:: What is required ::
Scale the part that opens with the line containing "For this batch, your assigned class is football" and closes with the line containing "xmin=1108 ymin=520 xmax=1171 ymax=552". Copy all of its lines, multiplying the four coordinates in each line that holds only a box by 1.55 and rounding to whole numbers (halves up), and leave every other line as it is, sample coordinates included.

:: Task material ::

══════

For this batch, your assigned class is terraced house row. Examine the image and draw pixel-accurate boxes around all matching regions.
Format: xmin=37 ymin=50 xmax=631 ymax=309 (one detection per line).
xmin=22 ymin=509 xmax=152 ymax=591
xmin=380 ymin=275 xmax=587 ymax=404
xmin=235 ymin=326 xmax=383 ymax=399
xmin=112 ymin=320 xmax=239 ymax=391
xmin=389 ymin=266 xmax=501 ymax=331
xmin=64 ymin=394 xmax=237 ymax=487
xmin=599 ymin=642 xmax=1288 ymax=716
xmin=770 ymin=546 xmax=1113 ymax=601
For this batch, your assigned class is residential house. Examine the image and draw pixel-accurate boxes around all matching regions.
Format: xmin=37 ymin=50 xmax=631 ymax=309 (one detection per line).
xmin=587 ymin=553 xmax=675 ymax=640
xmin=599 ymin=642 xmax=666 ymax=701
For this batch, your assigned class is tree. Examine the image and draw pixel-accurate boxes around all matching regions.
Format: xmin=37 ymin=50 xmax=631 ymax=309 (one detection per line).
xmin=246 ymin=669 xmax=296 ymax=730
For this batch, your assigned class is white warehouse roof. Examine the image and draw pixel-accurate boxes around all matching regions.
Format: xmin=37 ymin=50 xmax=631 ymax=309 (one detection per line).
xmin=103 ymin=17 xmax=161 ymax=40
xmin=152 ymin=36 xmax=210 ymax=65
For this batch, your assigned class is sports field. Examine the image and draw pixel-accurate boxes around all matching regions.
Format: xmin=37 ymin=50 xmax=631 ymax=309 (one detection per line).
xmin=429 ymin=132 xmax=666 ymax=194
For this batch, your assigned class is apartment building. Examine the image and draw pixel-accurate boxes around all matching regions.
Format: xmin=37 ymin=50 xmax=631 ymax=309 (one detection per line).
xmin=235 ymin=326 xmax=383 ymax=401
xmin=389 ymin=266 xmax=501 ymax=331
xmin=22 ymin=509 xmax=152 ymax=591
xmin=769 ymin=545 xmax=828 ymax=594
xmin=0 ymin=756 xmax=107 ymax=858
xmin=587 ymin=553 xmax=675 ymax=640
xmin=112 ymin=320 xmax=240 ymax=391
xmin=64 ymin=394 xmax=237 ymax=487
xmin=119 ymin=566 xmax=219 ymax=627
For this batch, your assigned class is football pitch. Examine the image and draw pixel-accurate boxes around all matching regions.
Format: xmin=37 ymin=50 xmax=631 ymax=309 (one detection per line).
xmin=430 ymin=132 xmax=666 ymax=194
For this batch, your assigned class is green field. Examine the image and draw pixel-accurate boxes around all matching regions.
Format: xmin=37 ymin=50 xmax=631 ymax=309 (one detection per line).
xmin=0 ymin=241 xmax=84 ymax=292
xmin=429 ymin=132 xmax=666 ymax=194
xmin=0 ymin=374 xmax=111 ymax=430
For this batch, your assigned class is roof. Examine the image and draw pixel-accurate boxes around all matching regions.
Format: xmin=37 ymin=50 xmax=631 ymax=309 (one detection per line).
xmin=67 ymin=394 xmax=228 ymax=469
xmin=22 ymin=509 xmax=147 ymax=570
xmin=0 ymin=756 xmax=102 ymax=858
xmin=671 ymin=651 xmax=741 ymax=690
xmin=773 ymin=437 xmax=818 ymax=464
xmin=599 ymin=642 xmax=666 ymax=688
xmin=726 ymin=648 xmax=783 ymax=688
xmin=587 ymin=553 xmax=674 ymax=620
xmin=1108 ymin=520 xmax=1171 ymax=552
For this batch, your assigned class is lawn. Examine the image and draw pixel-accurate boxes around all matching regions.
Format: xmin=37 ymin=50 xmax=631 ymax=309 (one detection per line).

══════

:: Correct answer ::
For this batch, your assigned class is football pitch. Examine the image and draw pixel-accurate boxes around all matching regions.
Format: xmin=37 ymin=50 xmax=631 ymax=309 (one detection per line).
xmin=667 ymin=205 xmax=1032 ymax=301
For this batch, your assigned class is green field. Examine the image and draw pixel-accurate boxes around all matching regions.
Format: xmin=37 ymin=50 xmax=631 ymax=309 (one detection per line).
xmin=0 ymin=374 xmax=130 ymax=453
xmin=665 ymin=205 xmax=1032 ymax=301
xmin=0 ymin=580 xmax=172 ymax=667
For this batch, your assigned class is roof. Examine the image and draw pixel-accurate boxes around all matching regions.
Format: xmin=37 ymin=50 xmax=631 ymax=309 (one detection per line).
xmin=104 ymin=611 xmax=353 ymax=727
xmin=34 ymin=789 xmax=228 ymax=884
xmin=0 ymin=1172 xmax=158 ymax=1330
xmin=1040 ymin=1009 xmax=1149 ymax=1070
xmin=1198 ymin=677 xmax=1268 ymax=719
xmin=928 ymin=995 xmax=1032 ymax=1066
xmin=1125 ymin=1004 xmax=1214 ymax=1066
xmin=910 ymin=857 xmax=1045 ymax=961
xmin=1717 ymin=806 xmax=1815 ymax=856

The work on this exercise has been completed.